* BEGIN DATA PROVIDED *

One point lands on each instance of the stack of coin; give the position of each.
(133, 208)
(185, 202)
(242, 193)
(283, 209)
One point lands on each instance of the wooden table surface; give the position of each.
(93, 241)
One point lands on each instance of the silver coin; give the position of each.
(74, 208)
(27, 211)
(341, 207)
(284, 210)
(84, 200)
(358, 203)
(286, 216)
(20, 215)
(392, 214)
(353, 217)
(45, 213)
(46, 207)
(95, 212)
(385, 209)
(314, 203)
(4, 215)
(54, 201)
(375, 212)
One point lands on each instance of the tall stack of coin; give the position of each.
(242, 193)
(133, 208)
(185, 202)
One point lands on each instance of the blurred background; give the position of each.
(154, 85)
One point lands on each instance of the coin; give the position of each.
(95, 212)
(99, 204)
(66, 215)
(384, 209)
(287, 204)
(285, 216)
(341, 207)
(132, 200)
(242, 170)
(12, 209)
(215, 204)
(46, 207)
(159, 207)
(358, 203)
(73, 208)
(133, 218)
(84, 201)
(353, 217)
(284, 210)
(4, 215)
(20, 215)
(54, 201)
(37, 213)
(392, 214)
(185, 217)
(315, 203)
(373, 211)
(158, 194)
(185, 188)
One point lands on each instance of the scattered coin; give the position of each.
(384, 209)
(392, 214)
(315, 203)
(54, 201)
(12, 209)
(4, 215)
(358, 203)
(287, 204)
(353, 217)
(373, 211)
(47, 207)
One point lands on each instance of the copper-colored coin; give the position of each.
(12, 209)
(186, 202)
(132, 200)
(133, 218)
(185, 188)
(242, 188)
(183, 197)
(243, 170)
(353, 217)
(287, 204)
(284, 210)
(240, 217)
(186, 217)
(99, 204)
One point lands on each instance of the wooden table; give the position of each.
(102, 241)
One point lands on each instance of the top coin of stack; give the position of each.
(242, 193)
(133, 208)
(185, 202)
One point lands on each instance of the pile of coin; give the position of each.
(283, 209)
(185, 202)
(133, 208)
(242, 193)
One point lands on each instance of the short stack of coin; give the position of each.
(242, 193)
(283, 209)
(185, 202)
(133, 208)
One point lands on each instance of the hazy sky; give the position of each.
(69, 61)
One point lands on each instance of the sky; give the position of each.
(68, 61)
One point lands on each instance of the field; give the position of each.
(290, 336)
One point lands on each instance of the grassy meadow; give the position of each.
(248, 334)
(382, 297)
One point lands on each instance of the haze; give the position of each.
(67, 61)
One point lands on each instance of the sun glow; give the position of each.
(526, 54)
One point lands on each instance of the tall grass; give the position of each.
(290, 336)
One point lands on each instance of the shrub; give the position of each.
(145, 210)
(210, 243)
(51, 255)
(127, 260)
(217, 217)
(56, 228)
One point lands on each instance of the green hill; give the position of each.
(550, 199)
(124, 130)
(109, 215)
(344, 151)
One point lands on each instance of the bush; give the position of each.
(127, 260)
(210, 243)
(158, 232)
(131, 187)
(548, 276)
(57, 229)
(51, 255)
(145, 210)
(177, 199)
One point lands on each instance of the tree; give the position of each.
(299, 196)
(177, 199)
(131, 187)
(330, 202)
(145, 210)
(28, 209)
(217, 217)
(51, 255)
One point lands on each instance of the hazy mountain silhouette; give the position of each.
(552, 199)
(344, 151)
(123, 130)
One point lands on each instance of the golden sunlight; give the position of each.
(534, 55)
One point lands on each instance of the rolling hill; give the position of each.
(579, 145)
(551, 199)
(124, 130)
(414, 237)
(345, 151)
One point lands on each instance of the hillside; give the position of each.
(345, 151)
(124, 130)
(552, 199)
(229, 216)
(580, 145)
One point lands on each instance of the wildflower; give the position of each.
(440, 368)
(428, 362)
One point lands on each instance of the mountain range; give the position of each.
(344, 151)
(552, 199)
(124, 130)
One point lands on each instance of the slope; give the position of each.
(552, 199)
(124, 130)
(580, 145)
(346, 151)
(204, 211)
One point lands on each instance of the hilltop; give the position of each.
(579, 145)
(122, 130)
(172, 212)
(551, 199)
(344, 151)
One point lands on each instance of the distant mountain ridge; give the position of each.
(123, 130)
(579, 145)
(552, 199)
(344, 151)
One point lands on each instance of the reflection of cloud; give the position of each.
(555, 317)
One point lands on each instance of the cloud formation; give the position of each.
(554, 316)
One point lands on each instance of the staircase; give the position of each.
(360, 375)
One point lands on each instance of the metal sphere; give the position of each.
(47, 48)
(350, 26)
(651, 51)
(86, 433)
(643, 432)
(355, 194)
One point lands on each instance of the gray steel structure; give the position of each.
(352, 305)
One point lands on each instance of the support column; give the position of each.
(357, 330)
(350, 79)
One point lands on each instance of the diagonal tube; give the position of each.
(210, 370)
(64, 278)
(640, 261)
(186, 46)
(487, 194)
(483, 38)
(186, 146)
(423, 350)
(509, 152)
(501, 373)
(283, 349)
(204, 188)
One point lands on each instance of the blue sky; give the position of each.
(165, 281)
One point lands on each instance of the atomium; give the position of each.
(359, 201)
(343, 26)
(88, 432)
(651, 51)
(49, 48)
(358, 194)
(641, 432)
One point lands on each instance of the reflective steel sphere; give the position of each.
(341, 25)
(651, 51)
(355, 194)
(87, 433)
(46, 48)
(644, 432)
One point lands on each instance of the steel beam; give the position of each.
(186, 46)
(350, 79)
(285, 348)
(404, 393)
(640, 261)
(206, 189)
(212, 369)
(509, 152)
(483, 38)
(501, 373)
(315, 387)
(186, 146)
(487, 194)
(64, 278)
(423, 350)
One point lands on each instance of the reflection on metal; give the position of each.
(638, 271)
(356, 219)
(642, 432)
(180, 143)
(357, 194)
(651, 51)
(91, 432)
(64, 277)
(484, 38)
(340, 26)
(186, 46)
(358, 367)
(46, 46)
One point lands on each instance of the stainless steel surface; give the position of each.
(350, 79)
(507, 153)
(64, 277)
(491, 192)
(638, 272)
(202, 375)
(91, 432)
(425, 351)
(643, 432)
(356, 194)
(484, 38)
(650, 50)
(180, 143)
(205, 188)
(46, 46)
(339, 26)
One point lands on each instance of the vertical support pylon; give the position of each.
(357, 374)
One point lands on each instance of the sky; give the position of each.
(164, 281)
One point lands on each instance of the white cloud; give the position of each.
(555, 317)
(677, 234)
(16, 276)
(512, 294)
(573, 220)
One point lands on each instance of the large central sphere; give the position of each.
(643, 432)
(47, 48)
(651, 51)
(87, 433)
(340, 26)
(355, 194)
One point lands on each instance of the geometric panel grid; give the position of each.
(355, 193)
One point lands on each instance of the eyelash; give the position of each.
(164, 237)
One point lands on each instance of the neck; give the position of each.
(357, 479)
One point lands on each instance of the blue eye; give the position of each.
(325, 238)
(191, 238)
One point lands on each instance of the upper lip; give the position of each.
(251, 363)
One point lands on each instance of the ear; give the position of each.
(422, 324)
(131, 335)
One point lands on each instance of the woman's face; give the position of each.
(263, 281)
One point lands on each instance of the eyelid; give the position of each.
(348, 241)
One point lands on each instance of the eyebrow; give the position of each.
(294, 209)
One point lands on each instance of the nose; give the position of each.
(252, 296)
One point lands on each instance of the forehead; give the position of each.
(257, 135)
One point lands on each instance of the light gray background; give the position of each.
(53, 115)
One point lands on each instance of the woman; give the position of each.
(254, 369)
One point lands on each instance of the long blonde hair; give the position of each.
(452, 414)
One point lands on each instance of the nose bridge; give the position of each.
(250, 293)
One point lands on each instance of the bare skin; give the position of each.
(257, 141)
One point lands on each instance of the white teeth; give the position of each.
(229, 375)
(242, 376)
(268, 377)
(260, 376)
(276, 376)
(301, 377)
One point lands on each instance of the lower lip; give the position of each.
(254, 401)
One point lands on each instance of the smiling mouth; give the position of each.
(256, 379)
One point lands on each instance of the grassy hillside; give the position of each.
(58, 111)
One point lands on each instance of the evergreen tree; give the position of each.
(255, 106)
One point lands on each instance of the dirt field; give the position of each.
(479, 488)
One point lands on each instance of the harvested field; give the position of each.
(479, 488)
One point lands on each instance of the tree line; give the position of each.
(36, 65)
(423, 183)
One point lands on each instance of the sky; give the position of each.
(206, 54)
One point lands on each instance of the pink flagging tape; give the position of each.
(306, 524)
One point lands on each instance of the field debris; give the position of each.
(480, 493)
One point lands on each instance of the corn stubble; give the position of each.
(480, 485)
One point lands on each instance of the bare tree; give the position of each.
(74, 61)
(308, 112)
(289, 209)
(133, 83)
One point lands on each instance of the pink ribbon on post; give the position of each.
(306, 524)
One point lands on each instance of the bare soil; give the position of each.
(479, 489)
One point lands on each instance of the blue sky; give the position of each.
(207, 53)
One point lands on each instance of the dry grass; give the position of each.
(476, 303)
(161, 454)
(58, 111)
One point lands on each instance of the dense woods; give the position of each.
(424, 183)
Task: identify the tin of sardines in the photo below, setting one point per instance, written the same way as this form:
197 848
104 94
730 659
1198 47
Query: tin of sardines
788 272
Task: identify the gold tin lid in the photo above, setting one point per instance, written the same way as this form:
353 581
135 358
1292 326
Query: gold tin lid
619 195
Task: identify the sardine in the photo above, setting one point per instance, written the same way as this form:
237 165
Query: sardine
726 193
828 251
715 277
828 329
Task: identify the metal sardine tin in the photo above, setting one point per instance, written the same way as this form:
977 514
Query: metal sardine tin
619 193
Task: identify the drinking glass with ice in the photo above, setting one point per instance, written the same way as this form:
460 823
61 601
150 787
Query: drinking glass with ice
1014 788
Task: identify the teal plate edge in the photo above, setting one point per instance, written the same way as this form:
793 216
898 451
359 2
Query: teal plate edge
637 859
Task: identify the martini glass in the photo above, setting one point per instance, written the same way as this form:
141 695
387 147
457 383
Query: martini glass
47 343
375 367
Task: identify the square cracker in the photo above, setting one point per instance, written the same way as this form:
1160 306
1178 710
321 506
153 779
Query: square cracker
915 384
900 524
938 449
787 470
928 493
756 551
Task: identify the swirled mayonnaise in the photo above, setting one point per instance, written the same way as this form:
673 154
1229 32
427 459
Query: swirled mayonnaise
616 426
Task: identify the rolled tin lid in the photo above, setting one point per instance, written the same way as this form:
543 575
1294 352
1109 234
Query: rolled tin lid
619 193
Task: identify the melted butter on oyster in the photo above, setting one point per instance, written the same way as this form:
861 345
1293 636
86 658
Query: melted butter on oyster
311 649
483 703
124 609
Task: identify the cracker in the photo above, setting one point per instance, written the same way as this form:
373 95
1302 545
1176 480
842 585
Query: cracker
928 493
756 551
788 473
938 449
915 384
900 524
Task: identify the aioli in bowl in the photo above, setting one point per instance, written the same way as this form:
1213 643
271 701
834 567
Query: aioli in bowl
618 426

* END DATA PROVIDED *

— EXERCISE INSTRUCTIONS —
Reproduce the data above, beginning at the line that contains "Task: identify the aioli" and stopping at the end of the data, with each occurrence of "bowl" changed to "dish" and nothing else altered.

— FINAL ANSWER —
Task: identify the aioli in dish in the photo above, setting one point per instance, written the same way as this form:
1213 643
271 701
834 567
Query: aioli in dish
618 426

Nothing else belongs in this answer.